* begin *
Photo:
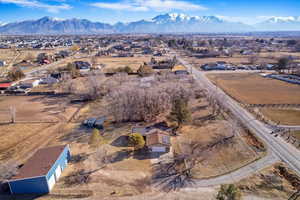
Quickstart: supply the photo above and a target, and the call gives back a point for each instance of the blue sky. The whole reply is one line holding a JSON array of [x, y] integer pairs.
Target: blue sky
[[112, 11]]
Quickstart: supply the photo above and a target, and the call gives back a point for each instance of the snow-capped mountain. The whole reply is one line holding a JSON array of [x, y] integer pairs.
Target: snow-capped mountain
[[280, 24], [48, 25], [181, 23], [166, 23]]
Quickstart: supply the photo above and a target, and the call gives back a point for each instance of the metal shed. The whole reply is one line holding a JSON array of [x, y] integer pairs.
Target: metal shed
[[40, 173]]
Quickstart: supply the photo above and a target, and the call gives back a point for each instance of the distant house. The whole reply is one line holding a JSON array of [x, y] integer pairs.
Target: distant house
[[40, 173], [179, 70], [158, 142], [48, 81], [2, 63], [4, 86], [82, 65], [95, 122]]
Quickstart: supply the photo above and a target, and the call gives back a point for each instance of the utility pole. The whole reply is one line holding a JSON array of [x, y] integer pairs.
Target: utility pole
[[13, 114]]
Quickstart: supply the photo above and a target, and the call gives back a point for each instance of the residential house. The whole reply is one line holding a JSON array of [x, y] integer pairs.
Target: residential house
[[40, 173], [158, 142], [95, 122]]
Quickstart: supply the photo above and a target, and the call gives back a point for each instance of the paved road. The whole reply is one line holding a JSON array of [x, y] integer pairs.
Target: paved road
[[276, 145]]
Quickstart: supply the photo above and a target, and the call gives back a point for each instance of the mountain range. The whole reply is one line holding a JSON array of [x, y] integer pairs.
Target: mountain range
[[166, 23]]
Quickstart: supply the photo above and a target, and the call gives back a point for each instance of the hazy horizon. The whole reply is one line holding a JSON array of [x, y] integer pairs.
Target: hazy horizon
[[113, 11]]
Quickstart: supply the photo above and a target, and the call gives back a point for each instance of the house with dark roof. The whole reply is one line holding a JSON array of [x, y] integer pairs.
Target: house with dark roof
[[158, 142], [95, 122], [40, 173]]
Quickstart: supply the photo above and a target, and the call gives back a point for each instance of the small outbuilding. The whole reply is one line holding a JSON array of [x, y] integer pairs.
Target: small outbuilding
[[40, 173], [158, 142], [95, 122]]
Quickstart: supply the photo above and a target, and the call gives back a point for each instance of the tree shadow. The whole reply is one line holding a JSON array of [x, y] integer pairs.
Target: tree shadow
[[79, 135], [20, 197], [120, 155], [144, 154], [121, 141]]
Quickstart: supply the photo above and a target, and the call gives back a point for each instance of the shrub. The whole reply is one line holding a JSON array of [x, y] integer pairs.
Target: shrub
[[137, 141]]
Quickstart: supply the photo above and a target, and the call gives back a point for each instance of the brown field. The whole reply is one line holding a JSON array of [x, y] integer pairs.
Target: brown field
[[254, 89], [34, 108], [269, 184], [133, 62], [222, 160], [296, 134], [284, 116], [10, 55], [277, 55], [234, 60], [39, 120]]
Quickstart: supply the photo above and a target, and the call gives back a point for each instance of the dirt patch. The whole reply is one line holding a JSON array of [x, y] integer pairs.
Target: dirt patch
[[282, 116], [277, 182], [221, 159], [36, 108], [252, 88]]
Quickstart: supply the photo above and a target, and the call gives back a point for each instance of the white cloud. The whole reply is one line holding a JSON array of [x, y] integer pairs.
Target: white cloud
[[145, 5], [37, 4]]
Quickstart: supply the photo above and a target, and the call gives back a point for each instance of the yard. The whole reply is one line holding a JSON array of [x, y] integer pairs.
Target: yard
[[254, 89]]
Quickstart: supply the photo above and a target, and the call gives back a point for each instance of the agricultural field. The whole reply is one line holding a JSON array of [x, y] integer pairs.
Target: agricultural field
[[284, 116], [35, 108], [39, 119], [236, 59], [250, 88], [112, 63], [12, 55]]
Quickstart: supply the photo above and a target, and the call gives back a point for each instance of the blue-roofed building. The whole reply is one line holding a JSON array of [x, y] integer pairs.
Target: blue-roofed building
[[40, 173]]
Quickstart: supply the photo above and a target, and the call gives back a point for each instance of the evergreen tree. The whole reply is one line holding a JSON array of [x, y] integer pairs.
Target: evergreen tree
[[95, 139], [145, 70], [180, 112]]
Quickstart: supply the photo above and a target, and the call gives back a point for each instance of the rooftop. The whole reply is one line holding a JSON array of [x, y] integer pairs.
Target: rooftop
[[158, 137], [40, 163]]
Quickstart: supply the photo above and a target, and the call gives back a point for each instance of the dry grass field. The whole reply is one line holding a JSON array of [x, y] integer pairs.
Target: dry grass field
[[269, 183], [234, 60], [222, 159], [39, 119], [284, 116], [10, 55], [35, 108], [254, 89], [134, 63]]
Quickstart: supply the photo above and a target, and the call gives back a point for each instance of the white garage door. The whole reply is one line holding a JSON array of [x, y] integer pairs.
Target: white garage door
[[57, 172], [51, 182], [158, 149]]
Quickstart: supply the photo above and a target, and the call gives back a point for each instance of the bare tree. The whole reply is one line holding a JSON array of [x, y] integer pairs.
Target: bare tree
[[8, 170]]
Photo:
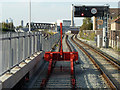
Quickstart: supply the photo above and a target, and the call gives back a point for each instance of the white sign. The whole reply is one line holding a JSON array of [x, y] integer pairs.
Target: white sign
[[93, 10]]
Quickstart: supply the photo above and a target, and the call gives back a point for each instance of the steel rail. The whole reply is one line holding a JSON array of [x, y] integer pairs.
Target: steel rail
[[44, 81], [72, 76], [105, 76]]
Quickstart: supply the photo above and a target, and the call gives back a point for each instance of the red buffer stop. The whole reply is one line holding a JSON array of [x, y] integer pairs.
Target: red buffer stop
[[61, 56]]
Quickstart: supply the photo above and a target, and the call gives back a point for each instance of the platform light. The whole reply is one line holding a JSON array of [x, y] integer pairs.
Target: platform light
[[82, 14]]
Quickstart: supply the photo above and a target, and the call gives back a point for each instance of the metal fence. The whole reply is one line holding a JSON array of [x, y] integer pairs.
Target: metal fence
[[16, 47]]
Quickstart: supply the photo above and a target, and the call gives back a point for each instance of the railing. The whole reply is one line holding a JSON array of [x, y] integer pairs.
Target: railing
[[16, 47]]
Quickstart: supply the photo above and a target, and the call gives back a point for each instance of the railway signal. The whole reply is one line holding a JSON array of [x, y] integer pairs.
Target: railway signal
[[89, 11]]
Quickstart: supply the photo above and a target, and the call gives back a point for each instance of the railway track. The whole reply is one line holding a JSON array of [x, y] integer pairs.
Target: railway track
[[108, 68], [60, 76]]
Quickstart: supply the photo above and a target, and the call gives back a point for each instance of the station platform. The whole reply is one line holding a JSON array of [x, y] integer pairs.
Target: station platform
[[109, 51]]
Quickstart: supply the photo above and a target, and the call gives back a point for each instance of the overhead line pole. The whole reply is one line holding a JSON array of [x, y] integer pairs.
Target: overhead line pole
[[29, 15]]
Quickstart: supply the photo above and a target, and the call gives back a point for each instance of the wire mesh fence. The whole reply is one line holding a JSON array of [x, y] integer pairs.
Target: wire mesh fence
[[16, 47]]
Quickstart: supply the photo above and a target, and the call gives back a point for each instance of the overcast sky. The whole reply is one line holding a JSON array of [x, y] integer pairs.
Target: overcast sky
[[44, 10]]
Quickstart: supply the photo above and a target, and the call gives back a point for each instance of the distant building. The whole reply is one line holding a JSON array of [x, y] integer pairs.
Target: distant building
[[65, 23], [22, 23], [114, 14]]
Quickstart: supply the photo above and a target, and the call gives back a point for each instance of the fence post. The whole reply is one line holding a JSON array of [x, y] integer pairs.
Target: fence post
[[10, 60], [118, 47]]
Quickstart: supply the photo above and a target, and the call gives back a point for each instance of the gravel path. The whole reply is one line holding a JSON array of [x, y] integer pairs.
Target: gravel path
[[87, 76]]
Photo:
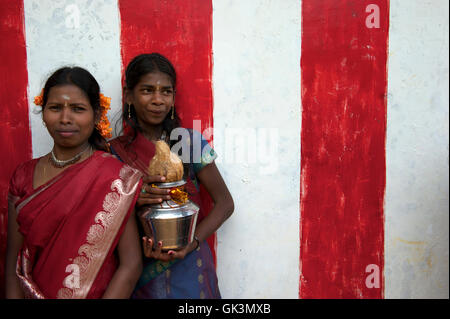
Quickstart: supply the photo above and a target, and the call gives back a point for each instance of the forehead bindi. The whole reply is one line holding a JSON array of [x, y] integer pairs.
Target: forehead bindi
[[67, 93]]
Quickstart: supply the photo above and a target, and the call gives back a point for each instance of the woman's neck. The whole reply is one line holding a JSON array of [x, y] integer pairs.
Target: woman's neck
[[152, 133]]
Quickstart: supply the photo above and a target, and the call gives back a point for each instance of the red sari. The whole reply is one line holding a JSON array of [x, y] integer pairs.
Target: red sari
[[72, 225]]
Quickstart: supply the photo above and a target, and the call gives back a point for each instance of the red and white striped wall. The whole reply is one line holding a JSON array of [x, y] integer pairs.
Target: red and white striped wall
[[330, 119]]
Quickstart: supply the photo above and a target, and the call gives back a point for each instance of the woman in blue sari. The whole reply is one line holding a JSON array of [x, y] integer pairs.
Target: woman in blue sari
[[150, 115]]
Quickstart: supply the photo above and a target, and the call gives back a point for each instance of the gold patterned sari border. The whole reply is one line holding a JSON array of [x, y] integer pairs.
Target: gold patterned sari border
[[101, 235]]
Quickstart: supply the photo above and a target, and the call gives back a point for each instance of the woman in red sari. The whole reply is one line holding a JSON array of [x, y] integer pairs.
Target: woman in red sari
[[71, 226]]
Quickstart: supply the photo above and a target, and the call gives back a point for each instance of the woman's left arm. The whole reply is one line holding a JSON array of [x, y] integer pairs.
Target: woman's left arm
[[210, 177], [213, 182], [130, 263]]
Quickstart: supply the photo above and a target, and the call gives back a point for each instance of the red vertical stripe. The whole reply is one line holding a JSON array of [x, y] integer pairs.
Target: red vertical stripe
[[15, 135], [344, 85], [181, 31]]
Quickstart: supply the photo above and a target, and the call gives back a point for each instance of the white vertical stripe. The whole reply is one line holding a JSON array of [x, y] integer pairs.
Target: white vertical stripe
[[256, 76], [417, 188], [71, 32]]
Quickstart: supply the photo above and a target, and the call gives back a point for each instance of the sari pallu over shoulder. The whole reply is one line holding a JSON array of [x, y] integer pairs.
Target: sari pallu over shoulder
[[71, 227]]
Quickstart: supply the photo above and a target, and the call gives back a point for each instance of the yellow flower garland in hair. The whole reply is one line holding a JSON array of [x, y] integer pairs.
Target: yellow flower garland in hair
[[103, 126]]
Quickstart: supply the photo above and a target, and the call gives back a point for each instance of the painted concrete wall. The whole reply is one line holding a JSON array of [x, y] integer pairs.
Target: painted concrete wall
[[257, 93], [417, 186]]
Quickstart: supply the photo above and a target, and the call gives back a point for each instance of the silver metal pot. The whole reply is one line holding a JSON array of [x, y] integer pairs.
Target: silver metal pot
[[170, 222]]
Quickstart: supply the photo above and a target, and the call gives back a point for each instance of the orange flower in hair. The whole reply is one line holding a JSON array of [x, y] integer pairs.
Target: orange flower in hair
[[103, 125]]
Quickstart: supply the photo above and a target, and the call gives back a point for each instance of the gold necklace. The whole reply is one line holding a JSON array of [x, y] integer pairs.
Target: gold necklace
[[60, 163]]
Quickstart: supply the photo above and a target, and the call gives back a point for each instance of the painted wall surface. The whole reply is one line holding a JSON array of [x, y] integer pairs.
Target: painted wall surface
[[417, 188], [255, 75], [257, 109]]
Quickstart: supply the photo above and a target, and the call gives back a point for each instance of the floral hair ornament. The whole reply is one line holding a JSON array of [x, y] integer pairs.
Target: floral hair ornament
[[103, 126]]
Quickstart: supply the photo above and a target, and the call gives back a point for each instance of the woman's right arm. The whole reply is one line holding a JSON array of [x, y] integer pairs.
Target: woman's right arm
[[14, 243]]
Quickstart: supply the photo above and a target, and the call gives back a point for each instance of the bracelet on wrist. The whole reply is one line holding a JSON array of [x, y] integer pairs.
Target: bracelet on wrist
[[198, 242]]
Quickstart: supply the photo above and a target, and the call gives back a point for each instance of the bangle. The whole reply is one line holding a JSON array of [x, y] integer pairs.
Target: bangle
[[198, 242]]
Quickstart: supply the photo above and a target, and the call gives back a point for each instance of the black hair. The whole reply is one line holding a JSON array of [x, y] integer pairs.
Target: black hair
[[88, 84], [138, 67]]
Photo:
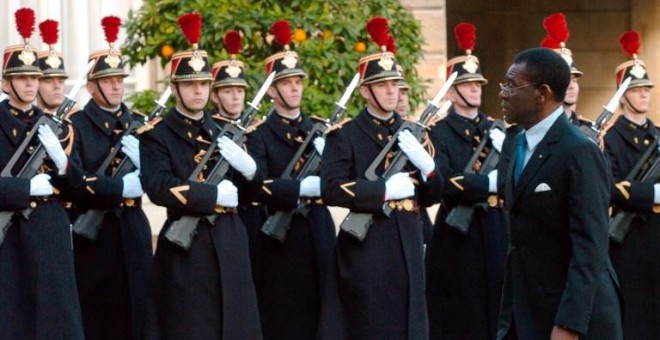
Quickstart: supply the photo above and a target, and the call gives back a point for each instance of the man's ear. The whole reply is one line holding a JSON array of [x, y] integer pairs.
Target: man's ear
[[545, 93], [364, 92], [272, 92], [90, 87]]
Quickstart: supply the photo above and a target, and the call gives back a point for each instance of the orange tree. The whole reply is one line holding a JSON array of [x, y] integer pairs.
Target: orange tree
[[329, 37]]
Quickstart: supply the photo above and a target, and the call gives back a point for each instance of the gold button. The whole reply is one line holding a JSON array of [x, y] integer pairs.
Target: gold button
[[492, 201]]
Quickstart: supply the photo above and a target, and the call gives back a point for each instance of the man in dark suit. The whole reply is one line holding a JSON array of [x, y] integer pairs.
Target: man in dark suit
[[559, 282], [636, 259]]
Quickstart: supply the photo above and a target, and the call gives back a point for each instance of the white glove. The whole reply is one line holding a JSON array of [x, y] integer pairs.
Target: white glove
[[237, 157], [496, 138], [132, 186], [416, 153], [319, 144], [53, 148], [399, 186], [492, 181], [40, 185], [310, 186], [227, 194], [130, 146]]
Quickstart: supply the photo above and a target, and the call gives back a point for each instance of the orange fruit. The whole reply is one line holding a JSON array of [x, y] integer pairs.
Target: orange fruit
[[299, 35], [166, 51], [360, 47]]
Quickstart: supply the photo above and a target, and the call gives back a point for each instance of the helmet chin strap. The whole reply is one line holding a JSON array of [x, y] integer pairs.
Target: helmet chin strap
[[631, 105], [13, 89], [373, 95], [463, 98], [98, 86], [183, 102], [41, 98], [286, 104]]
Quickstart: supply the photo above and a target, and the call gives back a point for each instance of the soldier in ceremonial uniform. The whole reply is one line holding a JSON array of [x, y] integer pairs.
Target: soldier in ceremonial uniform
[[288, 274], [557, 29], [228, 97], [205, 292], [637, 260], [51, 83], [38, 298], [376, 287], [113, 271], [465, 271]]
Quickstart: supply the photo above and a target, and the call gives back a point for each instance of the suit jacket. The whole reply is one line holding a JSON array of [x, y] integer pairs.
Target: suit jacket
[[558, 269]]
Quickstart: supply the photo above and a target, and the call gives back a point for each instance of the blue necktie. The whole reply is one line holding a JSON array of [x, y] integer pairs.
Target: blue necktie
[[521, 147]]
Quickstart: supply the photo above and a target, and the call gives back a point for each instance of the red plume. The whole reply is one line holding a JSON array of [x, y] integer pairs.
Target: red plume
[[233, 42], [111, 28], [466, 35], [25, 22], [191, 26], [282, 32], [391, 44], [556, 27], [378, 30], [630, 43], [48, 30], [550, 42]]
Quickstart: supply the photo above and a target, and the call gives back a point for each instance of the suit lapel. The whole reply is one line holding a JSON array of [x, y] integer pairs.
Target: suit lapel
[[540, 156]]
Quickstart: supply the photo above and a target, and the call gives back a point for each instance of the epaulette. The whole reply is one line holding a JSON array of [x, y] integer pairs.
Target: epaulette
[[139, 113], [585, 120], [435, 120], [255, 124], [318, 119], [337, 126], [222, 118], [73, 111], [149, 125], [68, 139]]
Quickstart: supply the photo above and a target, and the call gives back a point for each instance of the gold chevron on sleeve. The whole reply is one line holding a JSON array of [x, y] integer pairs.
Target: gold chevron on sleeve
[[455, 180], [177, 192], [346, 189], [621, 186], [265, 186]]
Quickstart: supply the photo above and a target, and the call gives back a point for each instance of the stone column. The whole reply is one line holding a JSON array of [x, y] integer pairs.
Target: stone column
[[432, 15], [645, 18]]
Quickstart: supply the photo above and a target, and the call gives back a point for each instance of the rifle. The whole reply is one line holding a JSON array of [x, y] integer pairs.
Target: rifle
[[357, 224], [593, 130], [32, 150], [277, 225], [460, 217], [88, 224], [646, 170], [182, 231]]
* end *
**WHAT THE TASK ASKS**:
Take the lines above from the one holding "the suit lapel." to the last and output them exactly.

**RESULT OF THIS TASK**:
Quickstart: supply the photo above and a target, and the call gives back a point for each instance of the suit lapel. The whole reply is one line holding a JSON array of [x, y] integer pairs.
Target: suit lapel
[[540, 156]]
Quickstart: supply the photo above and a target, and the call gives back a point for each instance of the epaulette. The whole reply is one line holding a JSON array of [x, y] integer pairs.
Target: epaulette
[[139, 113], [585, 120], [435, 120], [255, 124], [318, 119], [337, 126], [222, 118], [73, 111], [149, 125], [68, 139]]
Quickstart: supply the photo above and a target, and the call gives back a point for each instance of the gold chevron on sleeve. The whole reply is one line holding a JSON array of [x, y] integer pairs.
Target: gold chevron on sleeve
[[455, 180], [177, 192], [346, 189], [621, 186], [265, 186]]
Quickstart: supply the photo above and a target, and the call gives back a point for each instance of the stone column. The whole reply is one line holding a JSON array of [x, y] integer pairs.
Target: stone column
[[432, 15], [645, 18]]
Quickstart: supply the photo above and a target, and the call gives back a point for each instance of the rifle. The whole reply is one line holding a JSON array of [x, y] integer pairs.
Target: rifle
[[357, 224], [593, 130], [32, 150], [277, 225], [460, 217], [88, 224], [646, 170], [182, 231]]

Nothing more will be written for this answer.